• _DATA EXTRACT_:
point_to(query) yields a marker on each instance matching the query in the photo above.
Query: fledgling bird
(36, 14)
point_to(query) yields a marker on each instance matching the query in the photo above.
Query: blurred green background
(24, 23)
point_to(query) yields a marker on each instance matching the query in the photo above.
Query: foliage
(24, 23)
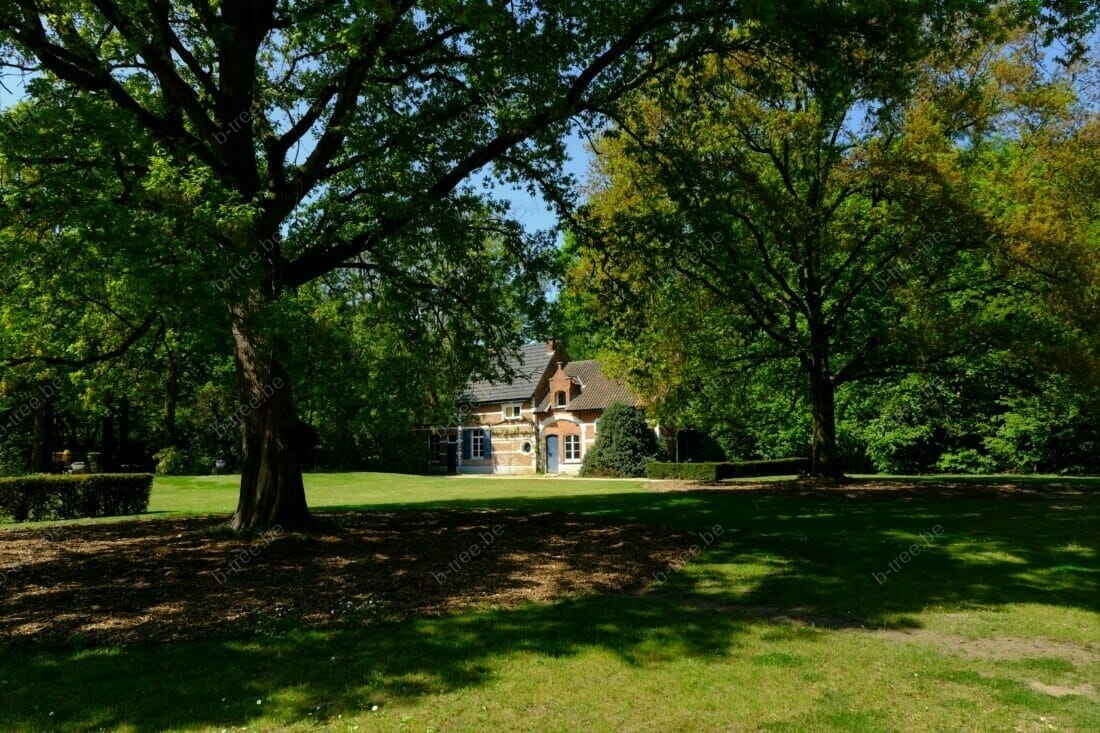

• _SHORT EXERCISE_:
Rewrite every line of the rows above as a numbered list, omitting blank lines and leaving the pictures out.

• _RESPONSE FOR THIS EXERCISE_:
1. point_to(query) yields a marker on each instance matching the query in the photo above.
2. Query: fledgling bird
3. (36, 14)
4. point_to(query) yields a marker on each instance matching the query in the photo above.
5. Query: blurred green background
6. (24, 23)
7. point_to(query) yields a marker on each instance matching the query in the photo above.
8. Query: foliage
9. (24, 23)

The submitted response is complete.